++++ Dataset records

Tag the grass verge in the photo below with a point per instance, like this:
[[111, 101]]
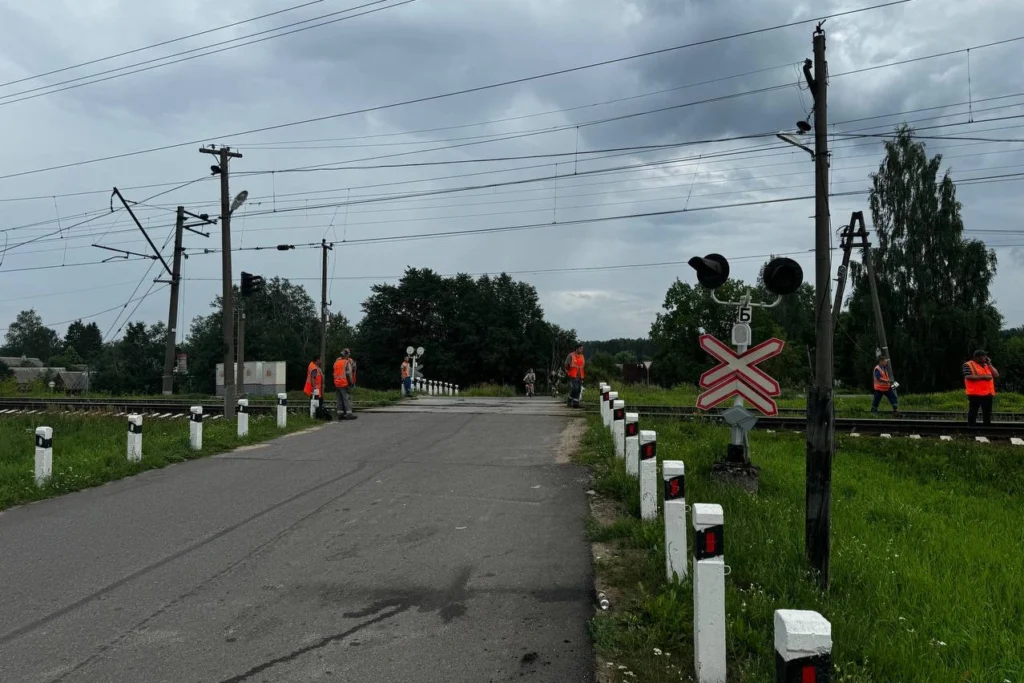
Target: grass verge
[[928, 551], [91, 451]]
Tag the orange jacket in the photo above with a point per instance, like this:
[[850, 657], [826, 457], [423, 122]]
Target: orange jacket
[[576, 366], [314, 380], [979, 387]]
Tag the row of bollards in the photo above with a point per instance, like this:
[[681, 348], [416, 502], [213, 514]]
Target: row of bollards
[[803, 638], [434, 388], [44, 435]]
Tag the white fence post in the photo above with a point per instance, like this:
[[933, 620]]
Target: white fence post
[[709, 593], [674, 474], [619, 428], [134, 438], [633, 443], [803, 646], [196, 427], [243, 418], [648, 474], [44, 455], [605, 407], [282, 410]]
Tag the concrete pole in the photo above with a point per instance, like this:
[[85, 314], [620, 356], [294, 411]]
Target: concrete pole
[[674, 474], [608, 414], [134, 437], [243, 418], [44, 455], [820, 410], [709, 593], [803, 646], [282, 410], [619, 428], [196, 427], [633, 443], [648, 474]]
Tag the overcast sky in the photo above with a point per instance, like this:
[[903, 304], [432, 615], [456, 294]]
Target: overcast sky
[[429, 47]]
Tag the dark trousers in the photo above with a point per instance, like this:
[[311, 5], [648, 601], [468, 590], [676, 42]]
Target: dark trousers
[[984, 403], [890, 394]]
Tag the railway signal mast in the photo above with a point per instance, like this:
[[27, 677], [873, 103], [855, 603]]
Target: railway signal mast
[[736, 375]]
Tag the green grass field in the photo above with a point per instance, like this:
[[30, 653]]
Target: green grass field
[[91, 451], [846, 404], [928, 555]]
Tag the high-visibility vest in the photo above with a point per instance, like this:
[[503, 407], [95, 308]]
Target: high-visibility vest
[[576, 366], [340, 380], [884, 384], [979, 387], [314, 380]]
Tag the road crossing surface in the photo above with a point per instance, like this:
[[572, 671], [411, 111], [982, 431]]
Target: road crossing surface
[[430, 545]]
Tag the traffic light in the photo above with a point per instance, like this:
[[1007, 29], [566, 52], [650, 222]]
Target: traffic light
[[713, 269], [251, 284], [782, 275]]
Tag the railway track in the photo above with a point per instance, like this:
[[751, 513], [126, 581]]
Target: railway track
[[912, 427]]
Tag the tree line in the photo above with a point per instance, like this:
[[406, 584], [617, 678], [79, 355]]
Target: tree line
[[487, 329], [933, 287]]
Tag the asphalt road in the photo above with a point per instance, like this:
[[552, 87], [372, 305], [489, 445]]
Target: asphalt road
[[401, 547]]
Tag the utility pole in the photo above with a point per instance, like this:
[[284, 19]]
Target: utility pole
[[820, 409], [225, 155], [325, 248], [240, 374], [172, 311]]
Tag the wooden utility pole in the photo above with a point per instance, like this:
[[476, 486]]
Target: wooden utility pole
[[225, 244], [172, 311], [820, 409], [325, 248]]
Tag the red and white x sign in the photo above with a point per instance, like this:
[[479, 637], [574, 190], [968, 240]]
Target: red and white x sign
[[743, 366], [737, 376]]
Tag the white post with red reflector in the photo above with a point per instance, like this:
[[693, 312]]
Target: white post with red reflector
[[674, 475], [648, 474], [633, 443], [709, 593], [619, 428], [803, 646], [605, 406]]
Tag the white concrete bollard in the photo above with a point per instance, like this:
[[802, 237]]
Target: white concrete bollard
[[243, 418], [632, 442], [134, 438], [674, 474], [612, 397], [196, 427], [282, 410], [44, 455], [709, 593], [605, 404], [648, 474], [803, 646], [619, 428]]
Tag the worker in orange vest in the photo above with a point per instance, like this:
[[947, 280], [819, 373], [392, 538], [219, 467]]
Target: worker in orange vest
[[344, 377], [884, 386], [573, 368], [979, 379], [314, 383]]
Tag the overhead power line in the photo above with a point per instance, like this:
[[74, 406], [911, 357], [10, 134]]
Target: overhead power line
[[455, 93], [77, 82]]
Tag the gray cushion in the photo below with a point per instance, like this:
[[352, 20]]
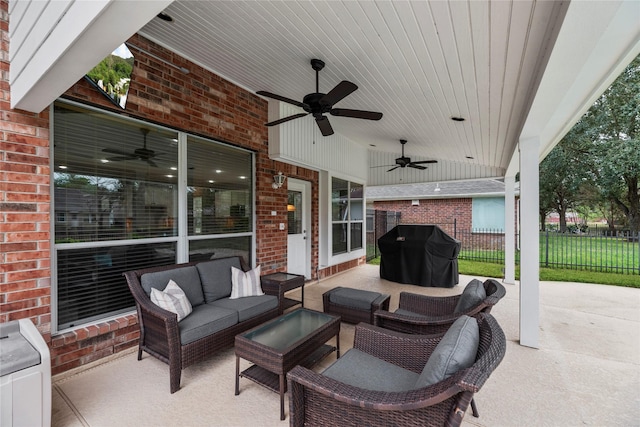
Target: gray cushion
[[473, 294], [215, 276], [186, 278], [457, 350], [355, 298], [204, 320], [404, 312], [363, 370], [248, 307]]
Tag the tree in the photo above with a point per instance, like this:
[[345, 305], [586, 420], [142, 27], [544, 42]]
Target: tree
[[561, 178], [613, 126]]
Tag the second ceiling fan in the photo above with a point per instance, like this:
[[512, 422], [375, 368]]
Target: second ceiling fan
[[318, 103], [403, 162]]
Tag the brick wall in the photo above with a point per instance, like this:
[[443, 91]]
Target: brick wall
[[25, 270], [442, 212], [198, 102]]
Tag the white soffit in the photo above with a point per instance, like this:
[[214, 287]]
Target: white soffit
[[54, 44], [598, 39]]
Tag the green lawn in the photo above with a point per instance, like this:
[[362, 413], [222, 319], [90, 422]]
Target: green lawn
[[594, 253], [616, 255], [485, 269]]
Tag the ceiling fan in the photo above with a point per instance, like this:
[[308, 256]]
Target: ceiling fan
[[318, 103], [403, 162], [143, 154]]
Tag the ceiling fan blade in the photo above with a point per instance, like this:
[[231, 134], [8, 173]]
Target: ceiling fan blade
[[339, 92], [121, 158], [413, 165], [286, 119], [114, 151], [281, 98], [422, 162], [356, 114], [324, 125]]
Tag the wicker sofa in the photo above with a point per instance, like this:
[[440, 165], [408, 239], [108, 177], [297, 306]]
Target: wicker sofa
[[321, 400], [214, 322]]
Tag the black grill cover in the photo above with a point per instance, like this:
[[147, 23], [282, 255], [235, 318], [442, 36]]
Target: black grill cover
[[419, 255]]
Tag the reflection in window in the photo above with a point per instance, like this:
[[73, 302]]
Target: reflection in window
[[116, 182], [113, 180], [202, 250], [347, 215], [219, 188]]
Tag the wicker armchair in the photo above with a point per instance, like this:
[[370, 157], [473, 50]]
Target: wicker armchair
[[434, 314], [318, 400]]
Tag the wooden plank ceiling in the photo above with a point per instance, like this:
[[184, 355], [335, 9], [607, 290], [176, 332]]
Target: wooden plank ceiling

++++++++

# Exercise
The answer must be the lines above, word for word, from the first one through the line with "[[311, 5], [648, 601], [468, 590], [676, 42]]", pictures excluded.

# Task result
Tag the grass verge in the photo below with a point per instance, like this:
[[111, 101]]
Target: grass verge
[[928, 551], [91, 451]]
Tag the orange jacket in the photo above with a point per instance, like this:
[[850, 657], [826, 457], [423, 122]]
Target: orange jacket
[[576, 366], [314, 380], [979, 387]]
Tag the row of bollards in the photo above with a point per instance, like this:
[[681, 348], [416, 502], [213, 514]]
Target: row of bollards
[[803, 638], [434, 388], [44, 435]]
Tag the white fence post in the photo above with a point per instance, like this:
[[933, 620]]
Target: white fence post
[[709, 593], [674, 474], [619, 428], [134, 438], [633, 443], [803, 646], [196, 427], [243, 418], [648, 474], [44, 455], [605, 407], [282, 410]]
Tag the concrete pole in the photo above with a point per instance, like this:
[[85, 314], [620, 356], [294, 411]]
Target: concrete pole
[[674, 474], [608, 414], [134, 437], [243, 418], [44, 455], [820, 410], [709, 593], [803, 646], [282, 410], [619, 428], [196, 427], [633, 443], [648, 474]]
Tag the overcast sky in the photo above with a point per instance, like this:
[[903, 304], [432, 615], [456, 294]]
Target: overcast sky
[[429, 47]]
Tag the dark trousers in the photo above with a point per instance, like this:
[[311, 5], [648, 601], [468, 590], [676, 42]]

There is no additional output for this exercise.